Bearbeite einen Abschnitt des Textes über die kapitalistische Produktionsweise: Gib ihn beginnend bei „Die Proletarisierung der“ und endend mit „noch so weitgehend.“ wieder und setze dabei „Wirtschaftskrisen“ an die Stelle von „Krisen“.

▶ **ANGEZEIGTER TEXT**
# # # #
Die Proletarisierung der Volksmassen, die Vereinigung des gesamten Kapitals in den Händen einiger weniger, die das ganze wirtschaftliche Leben der kapitalistischen Nationen beherrschen, die chronische Überproduktion, die Krisen, die Unsicherheit der Existenz, alle diese quälenden und empörenden Wirkungen der kapitalistischen Produktionsweise sind in ihrer steten Zunahme durch keine Reformen auf dem Boden der heutigen Eigentumsordnung zu hemmen, und seien diese noch so weitgehend.
Es gibt keine Partei, und sei es die verbohrteste und aufs ängstlichste am Hergebrachten hängende, die nicht eine Ahnung davon hätte. Sie preisen alle noch ihre besonderen Reformen als Mittel an, dem großen Zusammenbruch vorzubeugen, aber keine von ihnen hat mehr den rechten Glauben an ihre Wunderrezepte.
Es nützt kein Drehen und kein Wenden. Die rechtliche Grundlage der heutigen Produktionsweise, das Privateigentum an den Produktionsmitteln wird immer unvereinbarer mit der Natur der Produktionsmittel, wie wir in den vorhergehenden Kapiteln gesehen. Der Untergang dieses Privateigentums ist nur noch eine Frage der Zeit. Er kommt sicher, wenn auch niemand mit Bestimmtheit sagen kann, wann und in welcher Weise er eintreten wird.
# # # #
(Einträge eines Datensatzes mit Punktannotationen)
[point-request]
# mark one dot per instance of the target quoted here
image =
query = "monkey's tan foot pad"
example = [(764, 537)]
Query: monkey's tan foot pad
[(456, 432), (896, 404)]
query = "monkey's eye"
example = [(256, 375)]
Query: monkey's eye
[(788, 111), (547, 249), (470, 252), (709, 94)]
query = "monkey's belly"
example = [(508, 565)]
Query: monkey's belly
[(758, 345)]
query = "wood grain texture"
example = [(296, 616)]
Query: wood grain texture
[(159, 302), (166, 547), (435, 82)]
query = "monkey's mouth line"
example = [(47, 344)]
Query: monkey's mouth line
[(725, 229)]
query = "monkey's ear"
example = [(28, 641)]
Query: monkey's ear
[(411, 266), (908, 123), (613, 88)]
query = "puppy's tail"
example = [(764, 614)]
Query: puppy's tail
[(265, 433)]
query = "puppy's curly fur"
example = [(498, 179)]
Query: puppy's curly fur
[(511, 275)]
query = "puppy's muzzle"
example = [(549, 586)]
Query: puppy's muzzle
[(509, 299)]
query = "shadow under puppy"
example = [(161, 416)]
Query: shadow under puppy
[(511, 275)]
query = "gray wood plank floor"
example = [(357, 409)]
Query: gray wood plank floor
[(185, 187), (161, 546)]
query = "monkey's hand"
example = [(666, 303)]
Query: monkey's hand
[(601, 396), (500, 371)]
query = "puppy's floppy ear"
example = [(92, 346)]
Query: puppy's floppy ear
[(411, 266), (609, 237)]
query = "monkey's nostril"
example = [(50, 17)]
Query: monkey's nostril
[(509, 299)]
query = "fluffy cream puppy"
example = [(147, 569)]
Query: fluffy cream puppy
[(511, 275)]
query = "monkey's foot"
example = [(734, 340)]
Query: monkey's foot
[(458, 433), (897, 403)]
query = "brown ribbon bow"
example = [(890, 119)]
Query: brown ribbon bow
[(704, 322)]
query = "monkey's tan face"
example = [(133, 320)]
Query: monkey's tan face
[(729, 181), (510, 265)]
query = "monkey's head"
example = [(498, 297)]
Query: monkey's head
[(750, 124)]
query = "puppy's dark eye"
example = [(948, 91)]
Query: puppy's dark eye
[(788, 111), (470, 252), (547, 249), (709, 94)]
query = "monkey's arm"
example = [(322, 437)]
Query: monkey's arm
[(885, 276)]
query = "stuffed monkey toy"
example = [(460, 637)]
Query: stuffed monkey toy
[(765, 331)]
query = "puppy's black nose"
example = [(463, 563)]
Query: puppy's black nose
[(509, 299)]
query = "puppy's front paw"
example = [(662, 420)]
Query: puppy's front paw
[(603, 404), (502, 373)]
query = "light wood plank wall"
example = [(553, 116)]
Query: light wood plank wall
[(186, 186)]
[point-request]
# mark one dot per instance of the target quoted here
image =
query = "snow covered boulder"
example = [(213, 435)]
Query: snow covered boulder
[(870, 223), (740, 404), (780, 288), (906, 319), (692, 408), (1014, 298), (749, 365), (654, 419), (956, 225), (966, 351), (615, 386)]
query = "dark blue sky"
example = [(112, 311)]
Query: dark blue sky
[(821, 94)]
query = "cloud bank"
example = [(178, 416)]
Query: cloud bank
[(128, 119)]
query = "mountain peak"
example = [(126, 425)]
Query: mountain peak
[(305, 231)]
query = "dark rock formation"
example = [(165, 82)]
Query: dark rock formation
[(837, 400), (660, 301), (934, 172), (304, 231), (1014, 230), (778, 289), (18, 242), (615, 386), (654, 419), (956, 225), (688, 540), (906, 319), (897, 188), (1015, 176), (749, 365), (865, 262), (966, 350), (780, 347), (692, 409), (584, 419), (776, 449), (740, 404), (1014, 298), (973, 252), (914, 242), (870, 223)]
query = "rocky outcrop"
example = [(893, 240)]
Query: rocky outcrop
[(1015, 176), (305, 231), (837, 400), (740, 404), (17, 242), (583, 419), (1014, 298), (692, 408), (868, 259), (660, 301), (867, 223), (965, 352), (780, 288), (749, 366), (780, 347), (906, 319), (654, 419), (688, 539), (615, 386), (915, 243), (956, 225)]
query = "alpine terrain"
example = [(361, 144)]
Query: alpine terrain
# # # #
▶ **ERGEBNIS DER ÜBUNG**
Die Proletarisierung der Volksmassen, die Vereinigung des gesamten Kapitals in den Händen einiger weniger, die das ganze wirtschaftliche Leben der kapitalistischen Nationen beherrschen, die chronische Überproduktion, die Wirtschaftskrisen, die Unsicherheit der Existenz, alle diese quälenden und empörenden Wirkungen der kapitalistischen Produktionsweise sind in ihrer steten Zunahme durch keine Reformen auf dem Boden der heutigen Eigentumsordnung zu hemmen, und seien diese noch so weitgehend.